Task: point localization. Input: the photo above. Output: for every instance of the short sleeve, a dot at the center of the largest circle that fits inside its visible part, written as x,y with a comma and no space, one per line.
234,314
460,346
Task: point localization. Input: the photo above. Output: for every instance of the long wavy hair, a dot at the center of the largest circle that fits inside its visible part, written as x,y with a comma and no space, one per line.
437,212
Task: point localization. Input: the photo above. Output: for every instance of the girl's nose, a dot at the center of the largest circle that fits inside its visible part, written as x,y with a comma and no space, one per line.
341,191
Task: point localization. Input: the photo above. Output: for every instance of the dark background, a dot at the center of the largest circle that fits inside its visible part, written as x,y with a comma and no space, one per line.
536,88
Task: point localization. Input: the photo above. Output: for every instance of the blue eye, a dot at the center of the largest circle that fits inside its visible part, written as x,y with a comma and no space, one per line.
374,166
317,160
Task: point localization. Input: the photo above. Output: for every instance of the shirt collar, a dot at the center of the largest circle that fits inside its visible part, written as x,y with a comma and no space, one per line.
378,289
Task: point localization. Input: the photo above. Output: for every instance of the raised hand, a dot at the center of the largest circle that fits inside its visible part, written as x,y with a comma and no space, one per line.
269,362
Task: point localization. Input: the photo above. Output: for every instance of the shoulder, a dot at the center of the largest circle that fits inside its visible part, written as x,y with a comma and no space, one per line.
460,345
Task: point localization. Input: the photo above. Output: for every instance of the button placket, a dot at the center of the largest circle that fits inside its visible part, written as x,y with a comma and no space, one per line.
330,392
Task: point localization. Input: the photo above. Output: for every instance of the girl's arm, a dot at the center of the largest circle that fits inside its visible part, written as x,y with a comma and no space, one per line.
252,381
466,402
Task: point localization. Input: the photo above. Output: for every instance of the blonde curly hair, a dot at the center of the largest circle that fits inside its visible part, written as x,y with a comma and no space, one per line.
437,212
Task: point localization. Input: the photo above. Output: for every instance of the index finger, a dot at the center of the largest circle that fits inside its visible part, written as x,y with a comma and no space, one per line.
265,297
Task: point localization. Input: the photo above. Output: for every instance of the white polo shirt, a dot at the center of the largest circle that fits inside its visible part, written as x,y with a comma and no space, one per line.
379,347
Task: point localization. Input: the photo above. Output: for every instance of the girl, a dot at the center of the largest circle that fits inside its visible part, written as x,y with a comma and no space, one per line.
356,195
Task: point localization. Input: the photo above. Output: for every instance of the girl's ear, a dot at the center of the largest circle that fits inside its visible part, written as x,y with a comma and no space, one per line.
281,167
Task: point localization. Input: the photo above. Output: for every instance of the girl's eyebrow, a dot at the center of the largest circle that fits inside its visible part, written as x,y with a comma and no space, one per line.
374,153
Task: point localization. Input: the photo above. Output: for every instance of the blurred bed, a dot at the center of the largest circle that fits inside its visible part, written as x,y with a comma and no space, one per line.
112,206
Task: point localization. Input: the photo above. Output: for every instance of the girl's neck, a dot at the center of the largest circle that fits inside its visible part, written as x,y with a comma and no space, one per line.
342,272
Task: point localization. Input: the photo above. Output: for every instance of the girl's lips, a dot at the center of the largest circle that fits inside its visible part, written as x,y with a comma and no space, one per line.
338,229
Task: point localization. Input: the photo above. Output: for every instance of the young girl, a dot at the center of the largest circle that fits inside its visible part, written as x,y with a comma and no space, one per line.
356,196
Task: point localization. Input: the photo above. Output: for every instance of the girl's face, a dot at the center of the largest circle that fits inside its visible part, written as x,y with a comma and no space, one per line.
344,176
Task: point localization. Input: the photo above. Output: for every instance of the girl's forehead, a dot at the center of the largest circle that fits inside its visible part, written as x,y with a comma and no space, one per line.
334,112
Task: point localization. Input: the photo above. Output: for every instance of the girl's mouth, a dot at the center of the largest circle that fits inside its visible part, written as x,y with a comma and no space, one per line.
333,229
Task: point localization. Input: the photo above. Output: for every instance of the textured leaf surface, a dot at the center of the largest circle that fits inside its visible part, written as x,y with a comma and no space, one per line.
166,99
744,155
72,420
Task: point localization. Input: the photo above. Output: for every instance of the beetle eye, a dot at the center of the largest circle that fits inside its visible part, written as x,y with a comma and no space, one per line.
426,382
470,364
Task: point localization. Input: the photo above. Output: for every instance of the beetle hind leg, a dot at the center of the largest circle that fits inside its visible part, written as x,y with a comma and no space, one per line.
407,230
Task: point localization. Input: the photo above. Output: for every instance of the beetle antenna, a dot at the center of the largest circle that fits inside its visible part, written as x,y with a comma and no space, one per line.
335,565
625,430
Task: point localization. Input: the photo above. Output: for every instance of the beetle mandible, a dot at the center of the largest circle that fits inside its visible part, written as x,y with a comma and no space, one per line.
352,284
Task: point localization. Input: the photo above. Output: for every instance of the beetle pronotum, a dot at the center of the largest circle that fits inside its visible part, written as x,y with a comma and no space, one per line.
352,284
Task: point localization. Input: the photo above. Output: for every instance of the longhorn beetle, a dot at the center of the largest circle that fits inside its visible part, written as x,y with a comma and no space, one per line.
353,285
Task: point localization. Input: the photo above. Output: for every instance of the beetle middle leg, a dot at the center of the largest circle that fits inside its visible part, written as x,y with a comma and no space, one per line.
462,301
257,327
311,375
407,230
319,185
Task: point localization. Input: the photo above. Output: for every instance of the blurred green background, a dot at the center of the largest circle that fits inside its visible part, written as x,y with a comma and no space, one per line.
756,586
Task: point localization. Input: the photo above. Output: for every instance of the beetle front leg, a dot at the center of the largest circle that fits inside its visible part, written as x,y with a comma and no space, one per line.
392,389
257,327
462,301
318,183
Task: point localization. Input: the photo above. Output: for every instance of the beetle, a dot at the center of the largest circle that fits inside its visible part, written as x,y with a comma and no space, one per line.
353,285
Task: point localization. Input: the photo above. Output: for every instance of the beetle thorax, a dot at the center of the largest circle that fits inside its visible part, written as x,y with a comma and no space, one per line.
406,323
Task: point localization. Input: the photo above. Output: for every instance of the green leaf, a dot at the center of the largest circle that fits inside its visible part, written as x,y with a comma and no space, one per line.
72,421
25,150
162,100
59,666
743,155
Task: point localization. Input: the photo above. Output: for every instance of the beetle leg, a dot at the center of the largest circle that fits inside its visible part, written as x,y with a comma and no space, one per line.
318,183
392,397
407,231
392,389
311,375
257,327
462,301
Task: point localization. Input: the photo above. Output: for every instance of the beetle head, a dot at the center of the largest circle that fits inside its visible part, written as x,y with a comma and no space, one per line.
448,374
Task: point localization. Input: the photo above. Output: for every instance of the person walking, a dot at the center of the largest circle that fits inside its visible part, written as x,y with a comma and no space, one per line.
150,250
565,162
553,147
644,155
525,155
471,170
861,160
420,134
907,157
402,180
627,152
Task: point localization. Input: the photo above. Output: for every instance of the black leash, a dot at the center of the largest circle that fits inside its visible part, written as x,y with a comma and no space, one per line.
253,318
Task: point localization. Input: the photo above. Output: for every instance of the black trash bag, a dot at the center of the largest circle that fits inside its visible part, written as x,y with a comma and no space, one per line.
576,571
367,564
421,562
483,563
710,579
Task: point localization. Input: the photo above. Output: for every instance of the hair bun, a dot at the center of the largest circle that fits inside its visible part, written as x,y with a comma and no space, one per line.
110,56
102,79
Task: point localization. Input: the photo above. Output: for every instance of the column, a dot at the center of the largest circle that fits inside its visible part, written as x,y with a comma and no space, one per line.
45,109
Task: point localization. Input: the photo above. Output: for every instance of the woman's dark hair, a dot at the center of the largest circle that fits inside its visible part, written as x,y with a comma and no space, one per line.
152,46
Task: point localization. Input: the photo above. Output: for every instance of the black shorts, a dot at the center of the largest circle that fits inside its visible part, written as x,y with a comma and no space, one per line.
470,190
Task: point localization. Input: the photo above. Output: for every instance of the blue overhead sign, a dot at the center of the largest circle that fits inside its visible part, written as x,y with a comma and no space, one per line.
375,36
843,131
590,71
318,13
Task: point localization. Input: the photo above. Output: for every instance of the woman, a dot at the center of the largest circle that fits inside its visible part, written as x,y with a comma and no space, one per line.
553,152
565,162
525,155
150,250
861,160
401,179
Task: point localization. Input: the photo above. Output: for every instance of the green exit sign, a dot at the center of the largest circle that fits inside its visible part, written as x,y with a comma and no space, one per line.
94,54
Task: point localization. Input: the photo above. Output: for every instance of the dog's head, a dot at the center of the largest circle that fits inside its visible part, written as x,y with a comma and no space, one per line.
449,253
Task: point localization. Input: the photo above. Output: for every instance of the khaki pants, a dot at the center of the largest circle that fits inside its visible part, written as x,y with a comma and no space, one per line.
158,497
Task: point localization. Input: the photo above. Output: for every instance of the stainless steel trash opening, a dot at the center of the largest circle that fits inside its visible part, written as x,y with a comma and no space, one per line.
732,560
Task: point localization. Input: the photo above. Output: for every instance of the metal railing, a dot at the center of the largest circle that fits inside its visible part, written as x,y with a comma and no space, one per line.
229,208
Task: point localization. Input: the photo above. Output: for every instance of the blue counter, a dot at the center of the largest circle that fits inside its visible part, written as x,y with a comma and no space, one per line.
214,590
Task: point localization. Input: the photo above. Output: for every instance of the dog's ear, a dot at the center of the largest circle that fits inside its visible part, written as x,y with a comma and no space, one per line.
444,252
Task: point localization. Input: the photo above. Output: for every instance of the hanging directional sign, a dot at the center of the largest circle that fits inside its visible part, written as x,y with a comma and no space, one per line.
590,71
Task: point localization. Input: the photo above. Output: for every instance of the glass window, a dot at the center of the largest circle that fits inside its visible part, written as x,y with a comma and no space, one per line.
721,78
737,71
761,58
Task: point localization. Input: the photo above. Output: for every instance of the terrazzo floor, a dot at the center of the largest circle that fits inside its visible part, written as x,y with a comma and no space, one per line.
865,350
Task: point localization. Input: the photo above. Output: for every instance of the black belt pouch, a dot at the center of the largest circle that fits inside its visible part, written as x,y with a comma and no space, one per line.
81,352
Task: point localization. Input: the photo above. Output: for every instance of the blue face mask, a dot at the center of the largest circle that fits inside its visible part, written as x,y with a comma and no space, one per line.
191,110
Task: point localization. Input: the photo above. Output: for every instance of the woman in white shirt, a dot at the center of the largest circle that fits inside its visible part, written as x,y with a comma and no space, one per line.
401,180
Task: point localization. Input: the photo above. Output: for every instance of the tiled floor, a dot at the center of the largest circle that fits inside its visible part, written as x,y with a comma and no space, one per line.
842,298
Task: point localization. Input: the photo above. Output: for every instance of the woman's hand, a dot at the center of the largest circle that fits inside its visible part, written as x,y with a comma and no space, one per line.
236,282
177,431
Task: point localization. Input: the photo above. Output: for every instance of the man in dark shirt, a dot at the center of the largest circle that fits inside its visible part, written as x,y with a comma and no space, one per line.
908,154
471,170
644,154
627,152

## Task objective
Starting at the line that contains "woman's hand, a" and ending at the end of the data, write the lines again with "dark shirt" changed to "black shirt" and nothing else altered.

## Final result
Task: point localization. Input: the photo above. Output: for every instance of the woman's hand, a dot at the center of the largest circle that fits inside its visible part, written as x,y with a comma and no space, one per line.
236,282
177,431
Task: point localization. Input: the photo above. Output: for every instance of the man in black shirt, a dot at the center of the largest circle that fits inside its visible part, written as x,y with a comma and no space, one per line.
908,154
471,170
644,154
627,152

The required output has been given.